▸ Exercise directions
Go through the records and give each one again exactly.

Labeled-object pointing entries

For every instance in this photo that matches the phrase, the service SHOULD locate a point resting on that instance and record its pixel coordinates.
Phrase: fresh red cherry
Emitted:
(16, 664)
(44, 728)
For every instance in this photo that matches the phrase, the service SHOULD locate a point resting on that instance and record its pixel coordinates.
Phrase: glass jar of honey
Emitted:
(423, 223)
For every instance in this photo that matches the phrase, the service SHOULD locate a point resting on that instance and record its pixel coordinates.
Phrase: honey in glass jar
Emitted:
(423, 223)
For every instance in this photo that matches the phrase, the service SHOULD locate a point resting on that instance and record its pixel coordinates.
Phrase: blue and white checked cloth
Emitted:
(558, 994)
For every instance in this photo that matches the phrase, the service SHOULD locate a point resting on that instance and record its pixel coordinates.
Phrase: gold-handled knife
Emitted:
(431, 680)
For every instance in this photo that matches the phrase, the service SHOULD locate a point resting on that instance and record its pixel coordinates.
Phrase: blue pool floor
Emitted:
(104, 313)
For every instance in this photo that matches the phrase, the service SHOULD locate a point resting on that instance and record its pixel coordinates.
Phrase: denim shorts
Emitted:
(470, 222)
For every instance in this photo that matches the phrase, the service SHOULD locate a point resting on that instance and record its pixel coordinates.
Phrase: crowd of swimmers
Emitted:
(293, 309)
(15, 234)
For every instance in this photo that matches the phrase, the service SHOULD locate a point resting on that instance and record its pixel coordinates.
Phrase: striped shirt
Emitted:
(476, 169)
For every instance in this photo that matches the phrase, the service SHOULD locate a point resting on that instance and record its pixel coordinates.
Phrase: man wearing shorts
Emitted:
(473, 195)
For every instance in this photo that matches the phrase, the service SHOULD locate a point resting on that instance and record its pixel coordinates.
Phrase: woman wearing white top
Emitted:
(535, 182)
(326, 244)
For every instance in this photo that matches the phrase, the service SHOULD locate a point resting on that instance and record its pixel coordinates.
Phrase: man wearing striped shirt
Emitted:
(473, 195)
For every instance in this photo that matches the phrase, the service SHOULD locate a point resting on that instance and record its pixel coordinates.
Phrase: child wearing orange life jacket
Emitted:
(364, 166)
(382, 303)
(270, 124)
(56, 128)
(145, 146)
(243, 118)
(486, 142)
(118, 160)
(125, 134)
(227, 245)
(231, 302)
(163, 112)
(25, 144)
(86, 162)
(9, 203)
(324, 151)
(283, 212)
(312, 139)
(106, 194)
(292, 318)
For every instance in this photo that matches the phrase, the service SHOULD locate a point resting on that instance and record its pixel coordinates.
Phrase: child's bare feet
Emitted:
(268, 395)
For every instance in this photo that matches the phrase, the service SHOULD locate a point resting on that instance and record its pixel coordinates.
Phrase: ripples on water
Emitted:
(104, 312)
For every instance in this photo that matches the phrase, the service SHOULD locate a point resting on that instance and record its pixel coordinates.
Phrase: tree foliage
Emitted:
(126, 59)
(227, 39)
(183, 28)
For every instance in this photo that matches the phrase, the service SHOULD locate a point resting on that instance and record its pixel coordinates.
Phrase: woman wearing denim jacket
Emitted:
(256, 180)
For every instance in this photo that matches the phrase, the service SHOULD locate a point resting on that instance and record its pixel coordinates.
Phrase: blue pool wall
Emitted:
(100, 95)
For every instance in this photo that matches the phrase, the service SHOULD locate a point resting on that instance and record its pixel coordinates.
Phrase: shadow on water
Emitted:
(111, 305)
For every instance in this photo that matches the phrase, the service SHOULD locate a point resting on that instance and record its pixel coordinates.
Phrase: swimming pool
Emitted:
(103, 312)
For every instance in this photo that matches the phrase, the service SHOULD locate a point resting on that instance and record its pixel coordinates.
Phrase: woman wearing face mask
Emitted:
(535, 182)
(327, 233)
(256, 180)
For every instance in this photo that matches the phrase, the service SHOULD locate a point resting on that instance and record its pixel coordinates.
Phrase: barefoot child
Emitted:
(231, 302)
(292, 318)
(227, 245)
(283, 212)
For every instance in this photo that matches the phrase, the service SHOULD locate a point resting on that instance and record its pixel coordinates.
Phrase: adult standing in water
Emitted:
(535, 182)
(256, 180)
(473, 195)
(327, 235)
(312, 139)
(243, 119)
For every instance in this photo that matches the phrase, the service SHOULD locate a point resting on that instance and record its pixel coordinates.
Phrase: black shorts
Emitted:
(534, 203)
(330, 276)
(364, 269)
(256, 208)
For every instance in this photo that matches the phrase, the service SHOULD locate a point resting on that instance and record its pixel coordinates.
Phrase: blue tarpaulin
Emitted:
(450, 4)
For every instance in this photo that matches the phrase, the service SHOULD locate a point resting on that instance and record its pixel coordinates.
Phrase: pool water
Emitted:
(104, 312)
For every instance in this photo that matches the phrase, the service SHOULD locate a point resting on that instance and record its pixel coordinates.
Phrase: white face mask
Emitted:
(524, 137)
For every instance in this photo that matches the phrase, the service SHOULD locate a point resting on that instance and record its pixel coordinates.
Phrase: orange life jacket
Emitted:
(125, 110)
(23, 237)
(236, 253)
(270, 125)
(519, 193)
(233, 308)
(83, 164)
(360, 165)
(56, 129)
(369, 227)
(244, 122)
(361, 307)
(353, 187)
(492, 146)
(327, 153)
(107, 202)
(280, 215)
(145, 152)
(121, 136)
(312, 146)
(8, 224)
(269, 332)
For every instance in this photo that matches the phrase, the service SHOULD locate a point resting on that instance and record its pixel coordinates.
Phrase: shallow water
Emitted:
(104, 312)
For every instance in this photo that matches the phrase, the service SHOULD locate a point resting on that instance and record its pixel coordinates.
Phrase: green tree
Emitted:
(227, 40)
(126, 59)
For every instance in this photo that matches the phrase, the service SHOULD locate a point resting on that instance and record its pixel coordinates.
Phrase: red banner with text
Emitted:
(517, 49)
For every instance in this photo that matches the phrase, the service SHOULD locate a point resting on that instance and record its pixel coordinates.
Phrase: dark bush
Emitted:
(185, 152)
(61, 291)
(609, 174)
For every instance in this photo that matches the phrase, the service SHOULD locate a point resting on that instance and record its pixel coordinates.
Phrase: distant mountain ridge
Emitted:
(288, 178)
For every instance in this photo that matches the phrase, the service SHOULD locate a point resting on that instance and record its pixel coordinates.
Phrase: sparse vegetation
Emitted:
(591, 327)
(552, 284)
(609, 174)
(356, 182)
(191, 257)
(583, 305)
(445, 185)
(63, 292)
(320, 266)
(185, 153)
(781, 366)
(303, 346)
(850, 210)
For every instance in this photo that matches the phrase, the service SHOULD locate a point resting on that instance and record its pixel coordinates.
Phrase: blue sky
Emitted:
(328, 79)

▸ Output below
For every instance in this photo that matches the phrase, the service SHOULD locate a point resting on that instance and record its pixel coordinates.
Phrase: fresh red cherry
Emitted:
(16, 664)
(44, 728)
For every instance in this photo that matches the phrase, the service SHOULD locate a point resting on that instance and record its pixel coordinates.
Phrase: glass jar of honey
Emitted:
(423, 223)
For every instance in this photo that matches the phrase, the service SHOULD locate a point resting on that instance and record its pixel coordinates.
Phrase: honey in glass jar
Emitted:
(423, 223)
For every instance in this photo that matches the phrase, the service SHOULD locate a point resting on that instance and record its pixel coordinates.
Phrase: blue and white checked cloth
Emitted:
(558, 994)
For every instance in this photo that matches the phrase, the service SHOULD locate a point resting on that instance and record its pixel coordinates.
Phrase: gold-handled knife
Emitted:
(431, 680)
For every instance in this photo that matches the phrase, the service SHOULD locate a point resting on that instance and record its pixel coordinates.
Phrase: blue pool floor
Emitted:
(104, 313)
For every instance in this photo that matches the phrase, the service SHOULD locate a point resting on that instance and record its pixel coordinates.
Phrase: denim shorts
Emitted:
(470, 222)
For every instance in this photo that matches the phrase, the service SHOULD locate a point resting on that instance and record its pixel coordinates.
Phrase: crowd of swimmers
Emitted:
(293, 309)
(15, 234)
For every instance in this photo that matches the phrase, the service SHOULD locate a point resting on that instance and record its pixel coordinates.
Phrase: striped shirt
Emitted:
(476, 169)
For every instance in this photo that matches the phrase, the service SHOULD locate a point resting on that instance and record its pixel coordinates.
Phrase: man wearing shorts
Emitted:
(473, 195)
For every instance in this photo that matches the phrase, the service SHOULD locate a point resting on that instance and record its pixel coordinates.
Phrase: woman wearing white top
Emitted:
(535, 182)
(326, 244)
For every instance in this photo that matches the phrase, the service SHOULD locate a point resting on that instance and record its pixel coordinates.
Phrase: man wearing striped shirt
Emitted:
(473, 195)
For every instance in this photo that matches the phrase, the service SHOULD locate a point resting on that instance and record its pixel coordinates.
Phrase: child wearing orange life jacket
Emitted:
(364, 166)
(382, 303)
(270, 124)
(56, 128)
(145, 146)
(243, 118)
(486, 142)
(118, 160)
(125, 134)
(227, 245)
(231, 302)
(163, 112)
(25, 144)
(86, 162)
(9, 203)
(324, 151)
(283, 212)
(312, 139)
(106, 194)
(292, 318)
For every instance in this photo that matches the phrase, the service SHOULD locate a point resting on that instance and record its pixel coordinates.
Phrase: child's bare feet
Emitted:
(268, 395)
For every instance in this photo that matches the phrase, the service SHOULD locate a point resting on that instance and record its pixel coordinates.
Phrase: ripples on water
Emitted:
(104, 312)
For every instance in this photo that matches the phrase, the service SHOULD locate a point resting on that instance and record its pixel coordinates.
Phrase: tree foliage
Emitted:
(126, 59)
(227, 39)
(183, 28)
For every instance in this photo that matches the phrase, the service SHOULD locate a point resting on that instance and record its pixel coordinates.
Phrase: woman wearing denim jacket
Emitted:
(256, 180)
For every instance in this photo that matches the phrase, the service SHOULD locate a point resting on that instance and record its pixel coordinates.
Phrase: blue pool wall
Emitted:
(100, 95)
For every instance in this photo that matches the phrase, the service SHOULD locate a point resting on that instance and record its pixel coordinates.
Phrase: shadow on water
Emitted:
(111, 305)
For every instance in this photo that matches the phrase, the service SHOULD locate a point resting on that instance and record its pixel coordinates.
Phrase: swimming pool
Emitted:
(103, 312)
For every instance in this photo that matches the phrase, the service SHOULD locate a point resting on that instance and record its pixel coordinates.
Phrase: woman wearing face mask
Emitted:
(535, 182)
(327, 233)
(256, 180)
For every instance in this photo that matches the phrase, the service SHOULD locate a point resting on that instance and record its pixel coordinates.
Phrase: barefoot child
Emitted:
(231, 302)
(292, 318)
(227, 245)
(283, 212)
For every instance in this photo that matches the phrase, the service SHOULD locate a point resting on that instance and record its pixel coordinates.
Phrase: adult standing in water
Emitted:
(535, 182)
(256, 180)
(473, 195)
(327, 235)
(312, 139)
(243, 119)
For every instance in this photo that matches the phrase, the service SHOULD locate a point resting on that instance and record its pixel coordinates.
Phrase: black shorts
Emitted:
(534, 203)
(330, 276)
(364, 269)
(256, 208)
For every instance in this photo that matches the phrase, the service SHOULD locate a point resting on that instance and record its pixel coordinates.
Phrase: blue tarpaulin
Emitted:
(450, 4)
For every instance in this photo that matches the phrase, the service SHOULD locate a point resting on that instance and record its pixel coordinates.
Phrase: pool water
Emitted:
(104, 312)
For every instance in this photo that matches the phrase, the service SHOULD locate a point resting on that instance and record its pixel coordinates.
Phrase: white face mask
Emitted:
(524, 137)
For every instance in this photo that matches the phrase, the service SHOULD locate a point resting on that instance and record its pixel coordinates.
Phrase: orange life jacket
Emitted:
(125, 110)
(23, 237)
(236, 253)
(270, 125)
(519, 193)
(233, 308)
(83, 164)
(360, 165)
(56, 129)
(369, 227)
(244, 122)
(361, 307)
(353, 187)
(492, 146)
(327, 153)
(107, 202)
(280, 215)
(145, 152)
(121, 136)
(312, 146)
(8, 224)
(269, 332)
For every instance in this photo that matches the phrase, the service SHOULD locate a point resting on that instance and record its pixel coordinates.
Phrase: shallow water
Emitted:
(104, 312)
For every instance in this photo that matches the phrase, the service SHOULD locate a point resting on that instance and record its pixel coordinates.
Phrase: green tree
Emitted:
(227, 40)
(126, 59)
For every instance in this photo that matches the phrase, the service SHOULD locate a point resting on that instance and record its pixel coordinates.
Phrase: red banner with text
Emitted:
(517, 49)
For every instance in this photo that matches the phrase, the service SHOULD locate a point resting on that instance and record its pixel coordinates.
Phrase: dark bush
Emitted:
(185, 152)
(61, 291)
(609, 174)
For every instance in this photo that matches the phrase, the service SHOULD locate a point resting on that instance and record its pixel coordinates.
Phrase: distant mountain ridge
Emitted:
(288, 178)
For every instance in this photo that matches the phrase, the service SHOULD locate a point resting on that instance and record its pixel coordinates.
Phrase: sparse vegetation
Emitted:
(591, 327)
(552, 284)
(609, 174)
(356, 182)
(191, 257)
(583, 305)
(445, 185)
(63, 292)
(320, 266)
(185, 153)
(781, 366)
(303, 346)
(850, 210)
For every instance in this photo that matches the phrase, the service SHOULD locate a point resting on that instance and record its pixel coordinates.
Phrase: blue sky
Emitted:
(328, 79)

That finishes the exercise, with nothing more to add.